TEXT FOR ANALYSIS:
It is an object of the present invention to provide a method and apparatus for analyzing an individual's speech pattern to determine their emotional state.

It is another object of the present invention to provide a method and apparatus for analyzing an individual's speech to determine the individual's emotional state in real time.

It is still a further object of the present invention to analyze an individual's speech to determine the individual's emotional state by analyzing frequency or pitch perturbations of the individual's speech.

It is still a further object of the present invention to analyse an FM demodulated first formant speech signal to determine the frequency of nulls in the speech signal, the duration of the nulls and the ratio of the total time period of nulls within a word to the duration of the word.

BRIEF DESCRIPTION OF THE DRAWINGS

FIG. 1 is a block diagram of the system of the present invention.

FIG. 2 is a conventional FM demodulator used in conjunction with the present invention. FIGS. 2A-2E illustrate the electrical signals associated with the elements shown in FIG. 2.

FIG. 3 is a block diagram of the null and word detector of the present invention. FIGS. 3A-3F illustrate the electrical signals associated with the elements shown in FIG. 3.

FIG. 4 is a block diagram of the pitch frequency processor of the present invention. FIGS. 4A-4D illustrate the electrical signals associated with the elements shown in FIG. 4.

FIG. 5 is a block diagram of the pitch null duration processor of the present invention. FIGS. 5A-5F illustrate the electrical signals associated with the elements shown in FIG. 5.

FIG. 6 is a block diagram of the ratio processor of the present invention. FIGS. 6A-6H illustrate the electrical signals associated with the elements shown in FIG. 6.

FIGS. 7A-7D are chart recordings of a speech signal analysis according to the present invention.

TASK SET:
(A) Extract the stretch of the speech-analysis patent excerpt from "FIG. 6 is a" through "shown in FIG. 6.", copying it word for word.
(B) In the speech-analysis patent excerpt, what component of the invention does FIG. 3 show in block diagram form?
The records that follow were drawn from a separate source.

DATASET ENTRIES:
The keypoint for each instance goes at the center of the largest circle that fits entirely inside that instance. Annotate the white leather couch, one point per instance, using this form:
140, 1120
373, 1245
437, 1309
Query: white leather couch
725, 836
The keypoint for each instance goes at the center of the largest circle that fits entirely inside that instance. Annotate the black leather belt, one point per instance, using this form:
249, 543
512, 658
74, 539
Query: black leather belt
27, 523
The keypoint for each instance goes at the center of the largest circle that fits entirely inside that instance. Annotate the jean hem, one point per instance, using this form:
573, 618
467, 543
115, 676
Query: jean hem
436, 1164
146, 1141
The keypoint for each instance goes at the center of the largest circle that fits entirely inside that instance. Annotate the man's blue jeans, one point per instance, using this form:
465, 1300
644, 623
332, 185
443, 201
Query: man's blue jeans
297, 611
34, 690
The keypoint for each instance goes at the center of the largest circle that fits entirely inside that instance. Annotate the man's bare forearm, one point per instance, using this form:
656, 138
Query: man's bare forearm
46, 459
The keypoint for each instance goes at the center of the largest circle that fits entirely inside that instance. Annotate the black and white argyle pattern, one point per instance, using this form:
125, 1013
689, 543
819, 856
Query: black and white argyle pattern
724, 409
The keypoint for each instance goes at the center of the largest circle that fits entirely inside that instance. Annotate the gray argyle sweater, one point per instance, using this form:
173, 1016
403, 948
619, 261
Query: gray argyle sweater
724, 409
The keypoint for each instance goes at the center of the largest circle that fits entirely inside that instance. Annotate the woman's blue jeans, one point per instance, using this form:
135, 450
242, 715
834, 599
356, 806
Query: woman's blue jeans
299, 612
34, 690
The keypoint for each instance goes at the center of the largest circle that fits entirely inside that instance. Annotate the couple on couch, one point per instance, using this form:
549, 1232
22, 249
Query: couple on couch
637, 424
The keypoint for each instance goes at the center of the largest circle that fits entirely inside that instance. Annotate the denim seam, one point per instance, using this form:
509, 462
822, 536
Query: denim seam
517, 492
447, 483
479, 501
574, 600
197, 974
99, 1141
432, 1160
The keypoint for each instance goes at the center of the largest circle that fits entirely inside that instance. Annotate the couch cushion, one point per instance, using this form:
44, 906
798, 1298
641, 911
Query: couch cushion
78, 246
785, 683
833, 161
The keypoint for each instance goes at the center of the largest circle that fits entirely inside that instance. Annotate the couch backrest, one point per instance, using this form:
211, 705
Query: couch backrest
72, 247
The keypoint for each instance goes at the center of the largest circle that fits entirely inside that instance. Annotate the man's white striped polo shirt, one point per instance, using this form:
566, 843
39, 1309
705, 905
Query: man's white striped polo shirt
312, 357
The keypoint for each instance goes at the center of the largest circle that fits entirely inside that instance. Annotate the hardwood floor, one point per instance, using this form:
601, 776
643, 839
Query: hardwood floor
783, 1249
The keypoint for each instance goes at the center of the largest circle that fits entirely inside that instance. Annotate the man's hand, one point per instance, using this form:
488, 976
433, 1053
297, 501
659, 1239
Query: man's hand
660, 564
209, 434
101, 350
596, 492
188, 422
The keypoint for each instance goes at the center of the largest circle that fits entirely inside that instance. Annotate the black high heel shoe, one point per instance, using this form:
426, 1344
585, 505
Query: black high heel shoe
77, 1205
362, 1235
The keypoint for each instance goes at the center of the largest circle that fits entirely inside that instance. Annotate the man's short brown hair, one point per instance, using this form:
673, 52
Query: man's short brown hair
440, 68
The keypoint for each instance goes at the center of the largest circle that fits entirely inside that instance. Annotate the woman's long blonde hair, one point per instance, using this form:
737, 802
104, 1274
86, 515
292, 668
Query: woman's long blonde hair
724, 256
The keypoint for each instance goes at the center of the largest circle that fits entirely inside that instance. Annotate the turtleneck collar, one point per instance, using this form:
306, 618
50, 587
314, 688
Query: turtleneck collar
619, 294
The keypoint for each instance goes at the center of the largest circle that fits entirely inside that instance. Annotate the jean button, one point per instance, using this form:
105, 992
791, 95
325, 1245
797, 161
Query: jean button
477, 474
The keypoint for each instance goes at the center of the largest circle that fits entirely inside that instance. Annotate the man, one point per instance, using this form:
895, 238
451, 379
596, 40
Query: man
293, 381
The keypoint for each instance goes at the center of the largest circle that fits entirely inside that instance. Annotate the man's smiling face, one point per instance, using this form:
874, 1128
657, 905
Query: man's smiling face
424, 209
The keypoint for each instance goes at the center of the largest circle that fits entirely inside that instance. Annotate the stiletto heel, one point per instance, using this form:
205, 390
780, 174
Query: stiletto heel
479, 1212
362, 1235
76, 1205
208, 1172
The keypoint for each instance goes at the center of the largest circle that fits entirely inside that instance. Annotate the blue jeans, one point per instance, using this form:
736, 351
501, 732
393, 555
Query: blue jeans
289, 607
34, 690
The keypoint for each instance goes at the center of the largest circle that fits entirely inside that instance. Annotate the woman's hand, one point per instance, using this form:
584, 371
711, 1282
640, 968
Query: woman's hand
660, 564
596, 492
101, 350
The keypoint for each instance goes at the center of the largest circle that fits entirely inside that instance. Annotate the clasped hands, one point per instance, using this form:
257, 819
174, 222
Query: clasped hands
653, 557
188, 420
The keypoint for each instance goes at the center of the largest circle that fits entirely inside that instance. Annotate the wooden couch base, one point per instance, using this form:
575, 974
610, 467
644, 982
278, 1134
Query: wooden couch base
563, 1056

ANSWERS TO EACH TASK:
(A)
FIG. 6 is a block diagram of the ratio processor of the present invention. FIGS. 6A-6H illustrate the electrical signals associated with the elements shown in FIG. 6.

(B) The null and word detector.